--- PROVIDED DATA Enclosed Below ---

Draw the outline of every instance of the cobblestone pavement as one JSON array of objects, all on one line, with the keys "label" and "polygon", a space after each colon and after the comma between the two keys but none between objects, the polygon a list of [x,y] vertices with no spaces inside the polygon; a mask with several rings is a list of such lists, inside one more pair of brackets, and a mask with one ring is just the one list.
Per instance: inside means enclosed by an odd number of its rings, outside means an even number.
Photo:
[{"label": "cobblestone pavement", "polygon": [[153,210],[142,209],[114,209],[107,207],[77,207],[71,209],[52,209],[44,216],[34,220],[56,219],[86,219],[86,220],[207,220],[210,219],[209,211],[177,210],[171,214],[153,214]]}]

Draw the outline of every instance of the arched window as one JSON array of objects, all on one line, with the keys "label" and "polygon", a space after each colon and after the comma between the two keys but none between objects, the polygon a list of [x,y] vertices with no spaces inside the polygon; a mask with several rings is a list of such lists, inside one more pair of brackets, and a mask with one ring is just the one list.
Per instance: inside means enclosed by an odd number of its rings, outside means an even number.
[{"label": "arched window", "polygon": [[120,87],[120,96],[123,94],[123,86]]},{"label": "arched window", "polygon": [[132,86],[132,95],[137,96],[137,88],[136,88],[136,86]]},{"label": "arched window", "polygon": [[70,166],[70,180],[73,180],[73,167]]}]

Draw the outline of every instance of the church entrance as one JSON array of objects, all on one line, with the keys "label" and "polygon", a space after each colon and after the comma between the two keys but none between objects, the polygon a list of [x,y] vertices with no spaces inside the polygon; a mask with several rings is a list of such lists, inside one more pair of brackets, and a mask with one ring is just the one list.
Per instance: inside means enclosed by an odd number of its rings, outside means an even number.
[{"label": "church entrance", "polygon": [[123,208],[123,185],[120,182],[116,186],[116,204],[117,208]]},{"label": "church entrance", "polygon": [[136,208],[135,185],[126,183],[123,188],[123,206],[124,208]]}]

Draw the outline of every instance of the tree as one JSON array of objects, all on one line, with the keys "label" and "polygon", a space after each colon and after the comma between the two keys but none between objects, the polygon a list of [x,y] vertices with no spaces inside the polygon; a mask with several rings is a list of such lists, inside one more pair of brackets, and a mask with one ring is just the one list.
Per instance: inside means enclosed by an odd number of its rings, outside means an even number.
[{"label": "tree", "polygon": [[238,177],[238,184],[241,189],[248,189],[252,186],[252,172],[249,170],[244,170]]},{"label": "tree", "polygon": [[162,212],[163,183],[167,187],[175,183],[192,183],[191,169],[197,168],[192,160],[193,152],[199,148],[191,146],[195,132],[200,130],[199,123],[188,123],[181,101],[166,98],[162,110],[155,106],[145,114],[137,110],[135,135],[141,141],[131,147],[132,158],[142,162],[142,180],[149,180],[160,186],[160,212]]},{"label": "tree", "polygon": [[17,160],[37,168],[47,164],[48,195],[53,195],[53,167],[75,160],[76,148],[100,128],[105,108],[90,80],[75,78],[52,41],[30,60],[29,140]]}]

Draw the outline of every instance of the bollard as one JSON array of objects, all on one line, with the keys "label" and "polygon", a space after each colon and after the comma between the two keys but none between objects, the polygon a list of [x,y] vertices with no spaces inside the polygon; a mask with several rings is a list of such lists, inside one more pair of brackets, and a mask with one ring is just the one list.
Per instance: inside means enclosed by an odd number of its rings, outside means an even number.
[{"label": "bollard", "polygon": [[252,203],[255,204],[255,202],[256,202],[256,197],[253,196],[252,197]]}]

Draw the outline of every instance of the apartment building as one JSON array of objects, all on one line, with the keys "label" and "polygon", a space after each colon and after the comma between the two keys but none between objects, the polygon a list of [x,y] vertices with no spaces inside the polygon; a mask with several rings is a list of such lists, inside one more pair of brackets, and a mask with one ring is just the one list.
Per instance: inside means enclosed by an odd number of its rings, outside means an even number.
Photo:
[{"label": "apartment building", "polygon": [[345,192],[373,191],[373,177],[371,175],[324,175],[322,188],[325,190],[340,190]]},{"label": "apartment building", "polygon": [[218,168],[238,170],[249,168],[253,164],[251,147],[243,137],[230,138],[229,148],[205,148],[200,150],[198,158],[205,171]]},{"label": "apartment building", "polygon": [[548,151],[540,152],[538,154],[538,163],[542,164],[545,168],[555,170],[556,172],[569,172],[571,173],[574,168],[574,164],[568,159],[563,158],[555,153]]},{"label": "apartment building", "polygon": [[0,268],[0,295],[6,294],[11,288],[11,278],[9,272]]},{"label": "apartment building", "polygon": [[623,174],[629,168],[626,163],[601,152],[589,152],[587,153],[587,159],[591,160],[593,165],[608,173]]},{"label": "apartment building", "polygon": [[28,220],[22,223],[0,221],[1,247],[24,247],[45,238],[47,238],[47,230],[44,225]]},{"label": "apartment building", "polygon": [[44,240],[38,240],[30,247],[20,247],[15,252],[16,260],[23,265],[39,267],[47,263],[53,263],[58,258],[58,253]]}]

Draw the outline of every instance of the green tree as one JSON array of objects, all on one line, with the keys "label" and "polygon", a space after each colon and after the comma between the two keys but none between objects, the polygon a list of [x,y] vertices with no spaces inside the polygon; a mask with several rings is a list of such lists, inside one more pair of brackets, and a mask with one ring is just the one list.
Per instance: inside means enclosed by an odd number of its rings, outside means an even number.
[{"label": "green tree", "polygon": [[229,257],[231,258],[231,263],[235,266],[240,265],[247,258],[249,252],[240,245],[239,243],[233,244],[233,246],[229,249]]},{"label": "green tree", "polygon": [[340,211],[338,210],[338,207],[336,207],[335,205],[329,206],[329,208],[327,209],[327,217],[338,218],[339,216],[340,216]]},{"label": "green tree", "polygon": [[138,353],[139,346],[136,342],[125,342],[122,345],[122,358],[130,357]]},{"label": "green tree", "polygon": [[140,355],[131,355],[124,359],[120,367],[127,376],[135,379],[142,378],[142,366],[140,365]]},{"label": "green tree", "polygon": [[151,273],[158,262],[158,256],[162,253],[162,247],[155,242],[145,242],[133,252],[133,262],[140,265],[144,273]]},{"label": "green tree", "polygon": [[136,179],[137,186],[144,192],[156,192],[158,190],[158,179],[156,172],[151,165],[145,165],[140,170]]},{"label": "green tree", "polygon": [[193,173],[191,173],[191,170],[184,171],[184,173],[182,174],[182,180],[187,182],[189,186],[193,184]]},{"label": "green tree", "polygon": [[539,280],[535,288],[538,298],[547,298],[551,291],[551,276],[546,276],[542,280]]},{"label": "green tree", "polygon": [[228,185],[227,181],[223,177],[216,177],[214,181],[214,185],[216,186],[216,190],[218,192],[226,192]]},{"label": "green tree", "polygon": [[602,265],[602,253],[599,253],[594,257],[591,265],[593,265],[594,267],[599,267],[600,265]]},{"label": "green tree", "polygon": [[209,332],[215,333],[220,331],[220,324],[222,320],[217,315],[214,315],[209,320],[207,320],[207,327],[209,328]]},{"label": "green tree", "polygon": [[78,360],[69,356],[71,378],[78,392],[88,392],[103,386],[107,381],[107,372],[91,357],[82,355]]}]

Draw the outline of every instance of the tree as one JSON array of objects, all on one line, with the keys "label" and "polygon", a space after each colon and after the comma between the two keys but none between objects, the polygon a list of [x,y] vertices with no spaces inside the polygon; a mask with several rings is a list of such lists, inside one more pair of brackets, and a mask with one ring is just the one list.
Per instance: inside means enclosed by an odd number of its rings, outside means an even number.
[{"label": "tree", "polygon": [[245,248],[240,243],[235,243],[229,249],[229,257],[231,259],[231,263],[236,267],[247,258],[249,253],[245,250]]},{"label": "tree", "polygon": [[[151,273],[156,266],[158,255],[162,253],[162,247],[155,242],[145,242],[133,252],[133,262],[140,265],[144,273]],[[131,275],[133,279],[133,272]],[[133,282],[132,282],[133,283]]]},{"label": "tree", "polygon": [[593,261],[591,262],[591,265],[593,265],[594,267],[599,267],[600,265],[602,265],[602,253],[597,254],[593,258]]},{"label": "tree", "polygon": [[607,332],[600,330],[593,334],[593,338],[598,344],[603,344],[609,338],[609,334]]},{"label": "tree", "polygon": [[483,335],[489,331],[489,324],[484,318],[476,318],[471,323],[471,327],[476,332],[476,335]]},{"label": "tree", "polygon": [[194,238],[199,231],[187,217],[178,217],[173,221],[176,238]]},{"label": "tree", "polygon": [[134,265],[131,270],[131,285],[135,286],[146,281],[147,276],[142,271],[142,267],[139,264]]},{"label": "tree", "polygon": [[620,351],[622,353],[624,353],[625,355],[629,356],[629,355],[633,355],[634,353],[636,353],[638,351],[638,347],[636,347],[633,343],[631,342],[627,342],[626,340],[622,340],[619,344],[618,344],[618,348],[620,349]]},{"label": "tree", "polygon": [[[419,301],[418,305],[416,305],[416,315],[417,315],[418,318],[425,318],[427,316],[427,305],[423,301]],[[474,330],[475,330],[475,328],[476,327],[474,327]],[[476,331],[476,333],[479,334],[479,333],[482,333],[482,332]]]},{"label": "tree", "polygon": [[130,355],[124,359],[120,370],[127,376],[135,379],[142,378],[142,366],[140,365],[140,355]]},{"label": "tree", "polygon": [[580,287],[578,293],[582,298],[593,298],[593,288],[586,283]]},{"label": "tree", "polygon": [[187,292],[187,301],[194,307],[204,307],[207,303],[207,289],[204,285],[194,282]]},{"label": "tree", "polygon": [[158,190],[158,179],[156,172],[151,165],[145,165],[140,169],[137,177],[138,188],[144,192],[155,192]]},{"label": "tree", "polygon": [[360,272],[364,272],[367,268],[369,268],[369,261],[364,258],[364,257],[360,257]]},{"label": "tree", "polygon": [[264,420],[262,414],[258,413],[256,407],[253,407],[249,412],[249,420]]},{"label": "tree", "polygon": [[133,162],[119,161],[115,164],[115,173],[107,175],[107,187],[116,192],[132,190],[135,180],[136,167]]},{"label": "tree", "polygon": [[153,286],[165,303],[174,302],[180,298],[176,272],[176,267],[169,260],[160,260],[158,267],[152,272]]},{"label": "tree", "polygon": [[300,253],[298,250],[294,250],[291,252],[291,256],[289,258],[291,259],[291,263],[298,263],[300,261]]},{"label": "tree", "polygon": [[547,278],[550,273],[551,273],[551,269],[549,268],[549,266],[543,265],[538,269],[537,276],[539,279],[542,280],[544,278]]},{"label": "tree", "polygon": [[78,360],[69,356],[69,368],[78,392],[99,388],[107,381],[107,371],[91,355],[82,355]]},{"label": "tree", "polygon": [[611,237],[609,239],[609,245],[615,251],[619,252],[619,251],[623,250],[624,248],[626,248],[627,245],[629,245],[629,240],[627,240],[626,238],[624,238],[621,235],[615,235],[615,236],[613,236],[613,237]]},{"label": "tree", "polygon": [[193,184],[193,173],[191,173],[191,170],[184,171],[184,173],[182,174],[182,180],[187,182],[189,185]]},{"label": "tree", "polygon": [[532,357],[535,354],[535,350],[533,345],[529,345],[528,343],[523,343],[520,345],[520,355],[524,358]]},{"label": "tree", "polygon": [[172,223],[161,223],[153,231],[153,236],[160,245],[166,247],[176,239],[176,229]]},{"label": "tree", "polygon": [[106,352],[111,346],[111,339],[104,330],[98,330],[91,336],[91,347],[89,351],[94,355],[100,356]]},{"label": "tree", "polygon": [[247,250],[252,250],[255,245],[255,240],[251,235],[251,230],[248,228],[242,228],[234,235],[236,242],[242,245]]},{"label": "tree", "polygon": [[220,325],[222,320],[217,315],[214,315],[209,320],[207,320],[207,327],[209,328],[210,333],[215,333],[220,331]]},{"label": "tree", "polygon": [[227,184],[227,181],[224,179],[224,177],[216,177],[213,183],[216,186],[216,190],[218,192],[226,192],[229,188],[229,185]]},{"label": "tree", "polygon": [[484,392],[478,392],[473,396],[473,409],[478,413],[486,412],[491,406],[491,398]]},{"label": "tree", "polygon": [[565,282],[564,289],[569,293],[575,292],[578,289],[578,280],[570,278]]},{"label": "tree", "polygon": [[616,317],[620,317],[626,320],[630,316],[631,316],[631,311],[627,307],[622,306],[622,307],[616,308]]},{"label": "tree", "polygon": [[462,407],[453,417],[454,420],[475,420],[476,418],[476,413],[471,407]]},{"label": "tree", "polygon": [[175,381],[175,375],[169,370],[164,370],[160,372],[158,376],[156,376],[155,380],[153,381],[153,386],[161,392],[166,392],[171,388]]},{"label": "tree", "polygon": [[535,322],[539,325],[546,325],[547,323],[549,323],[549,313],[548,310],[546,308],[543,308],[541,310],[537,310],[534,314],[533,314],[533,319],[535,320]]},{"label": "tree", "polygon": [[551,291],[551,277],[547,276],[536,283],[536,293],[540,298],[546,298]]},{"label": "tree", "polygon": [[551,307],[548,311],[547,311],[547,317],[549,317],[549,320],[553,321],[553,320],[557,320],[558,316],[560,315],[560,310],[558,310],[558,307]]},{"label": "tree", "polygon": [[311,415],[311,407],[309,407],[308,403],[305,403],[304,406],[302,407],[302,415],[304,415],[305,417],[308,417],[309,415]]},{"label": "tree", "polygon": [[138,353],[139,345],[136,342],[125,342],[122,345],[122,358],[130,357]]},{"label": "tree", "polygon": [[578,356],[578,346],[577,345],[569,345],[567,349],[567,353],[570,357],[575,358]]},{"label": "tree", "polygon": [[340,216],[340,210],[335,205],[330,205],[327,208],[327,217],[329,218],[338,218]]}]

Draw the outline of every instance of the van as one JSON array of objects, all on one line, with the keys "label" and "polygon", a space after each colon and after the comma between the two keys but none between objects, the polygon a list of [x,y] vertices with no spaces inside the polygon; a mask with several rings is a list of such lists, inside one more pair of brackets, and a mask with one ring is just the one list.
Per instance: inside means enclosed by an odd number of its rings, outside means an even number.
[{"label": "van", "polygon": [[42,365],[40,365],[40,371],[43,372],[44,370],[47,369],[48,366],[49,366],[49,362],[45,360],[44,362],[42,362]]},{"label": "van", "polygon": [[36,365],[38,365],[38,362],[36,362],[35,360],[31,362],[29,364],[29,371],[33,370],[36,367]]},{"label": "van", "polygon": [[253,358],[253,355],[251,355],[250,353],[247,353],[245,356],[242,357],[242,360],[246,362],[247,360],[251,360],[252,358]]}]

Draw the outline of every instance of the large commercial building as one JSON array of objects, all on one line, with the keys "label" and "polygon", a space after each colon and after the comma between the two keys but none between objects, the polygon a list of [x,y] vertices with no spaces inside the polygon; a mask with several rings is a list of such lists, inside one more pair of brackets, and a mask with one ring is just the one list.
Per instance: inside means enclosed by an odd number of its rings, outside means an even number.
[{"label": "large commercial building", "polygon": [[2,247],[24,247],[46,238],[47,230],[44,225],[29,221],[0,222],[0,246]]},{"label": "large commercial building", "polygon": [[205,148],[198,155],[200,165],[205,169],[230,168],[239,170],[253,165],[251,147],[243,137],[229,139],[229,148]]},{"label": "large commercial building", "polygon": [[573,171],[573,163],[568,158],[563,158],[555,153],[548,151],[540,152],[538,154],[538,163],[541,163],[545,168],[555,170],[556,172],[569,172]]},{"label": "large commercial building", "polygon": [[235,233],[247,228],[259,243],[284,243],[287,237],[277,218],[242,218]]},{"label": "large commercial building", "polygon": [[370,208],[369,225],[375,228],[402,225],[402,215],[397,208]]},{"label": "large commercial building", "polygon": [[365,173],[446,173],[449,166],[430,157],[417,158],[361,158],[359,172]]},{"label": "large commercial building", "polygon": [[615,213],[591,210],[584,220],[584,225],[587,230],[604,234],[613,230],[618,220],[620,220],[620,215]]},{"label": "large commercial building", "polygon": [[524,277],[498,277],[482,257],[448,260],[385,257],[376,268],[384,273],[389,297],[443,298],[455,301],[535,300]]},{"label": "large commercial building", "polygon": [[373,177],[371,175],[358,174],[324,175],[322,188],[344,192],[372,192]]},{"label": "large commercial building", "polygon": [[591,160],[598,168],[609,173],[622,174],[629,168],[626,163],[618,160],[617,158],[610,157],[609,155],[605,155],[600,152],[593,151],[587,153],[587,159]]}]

--- End of Enclosed PROVIDED DATA ---

### YOUR TASK
Please retype the top of the data exactly, down to and including the line that holds "Draw the outline of every instance of the arched", and nothing further.

### YOUR SOLUTION
Draw the outline of every instance of the cobblestone pavement as one JSON array of objects, all on one line, with the keys "label" and "polygon", a space after each colon and after the comma between the two keys but none between objects, the polygon a list of [x,y] vertices with no spaces inside the polygon; a mask with several rings is a list of such lists, inside one more pair of brackets, and a mask with one ring is just the one list.
Per instance: inside means enclosed by an odd number of its rings, outside means an even number.
Photo:
[{"label": "cobblestone pavement", "polygon": [[153,210],[142,209],[114,209],[107,207],[77,207],[71,209],[52,209],[44,216],[34,220],[56,219],[86,219],[86,220],[207,220],[210,219],[209,211],[177,210],[171,214],[153,214]]}]

Draw the outline of every instance of the arched window as one JSON array of objects, all on one line, with the keys "label" and "polygon", a space after each colon and after the comma between the two keys but none between objects, the polygon a list of [x,y] vertices with no spaces inside the polygon; a mask with several rings is a list of such lists, inside one more pair of brackets, and a mask with one ring is just the one list.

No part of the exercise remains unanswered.